DESCRIPTION OF THE TASK: Can you rewrite all the entries below with "this photo" changed to "this image" everywhere, leaving everything else unchanged and the pictures out?

RECORDS FOR THE TASK:
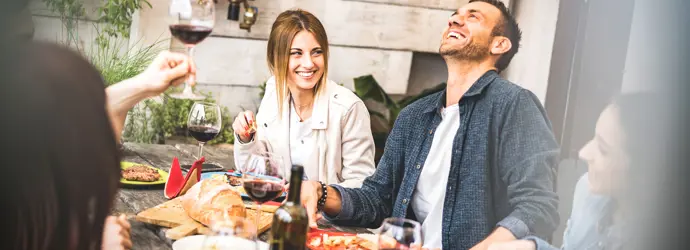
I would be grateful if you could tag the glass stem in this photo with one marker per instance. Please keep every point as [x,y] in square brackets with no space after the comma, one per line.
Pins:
[256,219]
[201,149]
[187,84]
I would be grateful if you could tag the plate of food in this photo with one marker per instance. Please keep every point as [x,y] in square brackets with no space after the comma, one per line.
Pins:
[196,242]
[323,240]
[234,179]
[141,174]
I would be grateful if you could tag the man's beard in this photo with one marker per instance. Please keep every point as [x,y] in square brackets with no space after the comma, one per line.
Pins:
[475,51]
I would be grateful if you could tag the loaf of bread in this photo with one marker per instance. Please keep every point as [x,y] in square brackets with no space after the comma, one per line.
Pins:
[212,199]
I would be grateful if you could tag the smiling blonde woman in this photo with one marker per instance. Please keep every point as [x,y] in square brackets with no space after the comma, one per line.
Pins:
[305,118]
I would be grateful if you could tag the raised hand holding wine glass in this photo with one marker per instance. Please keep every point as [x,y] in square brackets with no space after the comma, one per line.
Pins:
[204,123]
[193,21]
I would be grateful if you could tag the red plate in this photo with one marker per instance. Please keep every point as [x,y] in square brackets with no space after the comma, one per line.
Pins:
[316,233]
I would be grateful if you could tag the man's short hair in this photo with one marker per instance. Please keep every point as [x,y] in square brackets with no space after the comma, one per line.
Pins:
[507,27]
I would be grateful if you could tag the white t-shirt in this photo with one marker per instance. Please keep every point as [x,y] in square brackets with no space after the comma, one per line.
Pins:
[301,145]
[430,193]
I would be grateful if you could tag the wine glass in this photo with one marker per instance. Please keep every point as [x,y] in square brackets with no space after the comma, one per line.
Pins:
[229,232]
[263,177]
[400,233]
[193,21]
[204,123]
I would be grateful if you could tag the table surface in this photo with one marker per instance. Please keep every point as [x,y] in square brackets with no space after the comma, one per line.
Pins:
[134,200]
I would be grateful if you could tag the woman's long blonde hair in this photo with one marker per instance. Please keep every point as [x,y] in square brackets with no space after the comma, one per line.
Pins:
[284,30]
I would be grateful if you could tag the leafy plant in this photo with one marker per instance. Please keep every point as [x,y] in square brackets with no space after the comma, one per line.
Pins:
[368,89]
[153,121]
[70,11]
[117,61]
[114,15]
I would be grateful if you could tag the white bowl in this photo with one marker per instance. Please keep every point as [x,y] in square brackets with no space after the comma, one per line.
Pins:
[196,242]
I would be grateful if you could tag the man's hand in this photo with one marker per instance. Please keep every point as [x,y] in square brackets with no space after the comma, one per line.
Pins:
[116,233]
[514,245]
[501,234]
[167,69]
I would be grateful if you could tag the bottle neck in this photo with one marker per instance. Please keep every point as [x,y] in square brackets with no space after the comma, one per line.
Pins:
[295,187]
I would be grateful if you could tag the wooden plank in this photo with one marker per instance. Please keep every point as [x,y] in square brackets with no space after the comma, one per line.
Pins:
[351,23]
[38,7]
[432,4]
[171,214]
[234,61]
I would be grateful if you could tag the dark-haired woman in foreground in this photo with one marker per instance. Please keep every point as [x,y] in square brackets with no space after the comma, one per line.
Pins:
[61,162]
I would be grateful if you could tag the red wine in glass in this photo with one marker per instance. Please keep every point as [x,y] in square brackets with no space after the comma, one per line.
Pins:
[262,191]
[203,134]
[190,34]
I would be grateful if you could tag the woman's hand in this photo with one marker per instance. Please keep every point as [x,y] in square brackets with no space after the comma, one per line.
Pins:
[116,233]
[514,245]
[245,126]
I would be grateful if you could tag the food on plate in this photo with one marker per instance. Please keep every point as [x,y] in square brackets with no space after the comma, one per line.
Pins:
[346,242]
[234,180]
[140,173]
[212,199]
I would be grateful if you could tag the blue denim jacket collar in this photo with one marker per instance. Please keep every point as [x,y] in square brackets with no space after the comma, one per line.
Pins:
[476,89]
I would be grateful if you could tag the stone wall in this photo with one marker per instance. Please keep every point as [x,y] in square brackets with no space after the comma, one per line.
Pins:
[395,40]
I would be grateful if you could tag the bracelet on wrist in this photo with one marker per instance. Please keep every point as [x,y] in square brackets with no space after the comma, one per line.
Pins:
[324,195]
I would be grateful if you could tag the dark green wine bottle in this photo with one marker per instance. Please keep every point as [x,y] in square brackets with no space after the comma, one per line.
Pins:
[290,221]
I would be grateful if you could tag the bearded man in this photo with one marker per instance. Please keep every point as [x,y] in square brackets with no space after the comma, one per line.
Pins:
[475,163]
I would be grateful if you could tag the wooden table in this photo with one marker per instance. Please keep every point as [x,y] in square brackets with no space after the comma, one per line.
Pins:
[134,200]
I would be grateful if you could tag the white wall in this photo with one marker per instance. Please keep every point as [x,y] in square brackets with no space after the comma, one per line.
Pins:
[531,65]
[395,40]
[641,58]
[49,27]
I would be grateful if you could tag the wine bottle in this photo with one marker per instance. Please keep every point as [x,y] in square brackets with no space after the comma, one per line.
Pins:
[290,221]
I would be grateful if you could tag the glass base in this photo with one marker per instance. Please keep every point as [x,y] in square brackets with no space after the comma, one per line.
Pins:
[187,95]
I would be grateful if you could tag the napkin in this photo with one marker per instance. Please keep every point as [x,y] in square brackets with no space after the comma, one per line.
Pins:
[177,184]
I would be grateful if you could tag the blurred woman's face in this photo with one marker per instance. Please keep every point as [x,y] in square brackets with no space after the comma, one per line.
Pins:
[605,154]
[306,65]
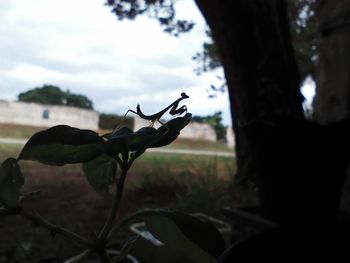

RESULT BELOW:
I would be grateful if you could tag the glass stem in this image with one marker per instance. Please keep every point as [x,y] in square brackets with no space after the comma, one per line.
Pins:
[256,219]
[201,149]
[187,84]
I would be grateful if you could tag the plate of food in this image with one marker per instance. Please keep every point as [x,y] in square brackets with no space after the comma, one per line.
Pins:
[196,242]
[323,240]
[234,179]
[141,174]
I would be grateful if you could tag the man's beard in this image with one marker per instance. Please keep every point as [x,y] in square brackets with no space after the comma, one per line.
Pins:
[475,51]
I would be grateful if you could tag the loaf of bread in this image with one marker per instance. Please keep every point as [x,y] in square brackets with no space after the comma, one per line.
Pins:
[212,199]
I would be grateful if you could tag the smiling blonde woman in this image with one marker per instance. Please keep every point as [x,y] in square brackets with no space after the comma, one per line.
Pins:
[305,118]
I would be grateful if you could tag the raised hand holding wine glass in this image with one marker per instance. Please keep every point as [x,y] in square brackets with no space after the comma, one per line.
Pins:
[204,123]
[193,21]
I would be grateful if you could tag the red plate in this image with one marker per instance. Please keep every point as [x,y] in square brackets with no space after the comma, one per line.
Pins:
[316,233]
I would be grateful if you could tag the man's short hair in this image with one marker per instance. Please keep every point as [x,y] in square brackets with no space after the comma, one per line.
Pins:
[507,27]
I would be grateful if you could tag the white t-shirt in this image with one marker per instance. Please keep every point as [x,y] in square brackets with no space after the comma, one per line.
Pins:
[301,145]
[430,193]
I would be grateful if you could tag the wine glass in this image with one marker per instance. Please keep every point as [x,y] in square brackets with no space after the comma, one per line.
Pins:
[229,232]
[263,177]
[400,233]
[193,21]
[204,123]
I would be grateful if you could tag the table surface in this image with one marker per instance. Please keep every point as [x,y] in square brackets with no space after the comma, one per line.
Pins:
[134,200]
I would be grateful if you could tag the woman's long blonde hair in this image with one marker per instance. Please keep every point as [x,y] in square brackets with no space after the comma, one per line.
Pins:
[284,30]
I would be grateful if you could tag the leafy plant in this image with one marker per instance. Please keep every point as [x,y] in square brackets with no space after the comma, one per line.
Pins:
[368,89]
[153,121]
[70,11]
[117,61]
[114,15]
I would be grateful if you could tag the white bowl in this image with one marker per instance. Please keep every point as [x,y] in square brackets with no space after the comma, one per line.
Pins:
[196,242]
I would be grateful if you could tag the man's hand in this image with one marker per instance. Please keep every point as [x,y] in square brackets with no space after the comma, one per line.
Pins:
[116,233]
[514,245]
[501,234]
[167,69]
I would be grateful if you could tag the bottle neck in this image with one marker per instance. Please keep every point as [x,y] in square brackets with no space after the comma, one per line.
Pins:
[295,187]
I would be grateful if you could tag the wooden plank in this image with one marker per instance. Please keep every point as [x,y] in square brackets with no space after the comma, one per line.
Pins:
[351,23]
[38,7]
[432,4]
[171,214]
[234,61]
I would be grateful if you could tag the dark-haired woman in foreground in this image with one marker per instance. Please keep every point as [x,y] in square brackets with no space after the comma, one per line.
Pins:
[61,162]
I would be grateful if you could tag the red wine in glass in this image with one marker per instance. Please keep every point as [x,y] in square brackets with no space after the comma, one per line.
Pins:
[262,191]
[203,134]
[190,34]
I would be grateful if you could tag the woman's hand in this image with one marker per instance. Please keep every point as [x,y] in square brackets with no space after the comma, one per line.
Pins:
[116,233]
[514,245]
[245,126]
I would be grateful if you could tag the food on plate in this image with one marker per instance. Please keep every point as [x,y] in square brackets with no space after the comma, one per line.
Pins:
[346,242]
[234,180]
[140,173]
[212,199]
I would be grateful if you could tag the blue denim jacket collar in this image with one marker per instance. Please keep every point as [x,y] in square brackets with no space after the comma, one per line.
Pins:
[476,89]
I would be grateful if you could tag the stone wall in this image with one marker per instance. Please keep every point as [x,y] in square brackets with no space after the comma, one per line.
Pins:
[395,40]
I would be grateful if you could tag the bracelet on wrist in this image with one marker per instance. Please keep every point as [x,y] in square brackets with no space after the comma, one per line.
Pins:
[324,195]
I would be grateful if you could tag the dark green wine bottle in this image with one marker per instance. Please keep every point as [x,y] in square brackets with no space after the comma, one per line.
Pins:
[290,221]
I would be grateful if you could tag the bearded man in this image with one marker per instance. Please keep every point as [x,y] in square brackets with no space after the comma, one per line.
Pins:
[475,163]
I would be grateful if you could tag the wooden table in this image with one marker per instance. Please keep every point as [x,y] in square brackets with no space after the comma, one per line.
Pins:
[134,200]
I would be grateful if you could tag the white wall in this image with one marker per instance. Please keep every point as [x,y] in square brackets with no space after the comma, one per line.
Pins:
[531,65]
[395,40]
[641,58]
[49,27]
I would be grateful if you could tag the wine bottle in this image with one marker per instance. Please keep every point as [x,y] in square brackets with no space after the comma, one per line.
Pins:
[290,221]
I would be grateful if you could tag the glass base in this image with one marker per instance. Please keep every point as [x,y] in square brackets with no space after the comma, one per line.
Pins:
[187,95]
I would be grateful if you could tag the napkin in this image with one marker per instance. Please keep every point as [x,y] in square brackets with no space after the comma, one per line.
Pins:
[177,184]
I would be grateful if you could tag the blurred woman's face in this image with one marker per instance. Please keep every point as [x,y] in square brackets with no space after the comma, one per line.
Pins:
[605,154]
[306,65]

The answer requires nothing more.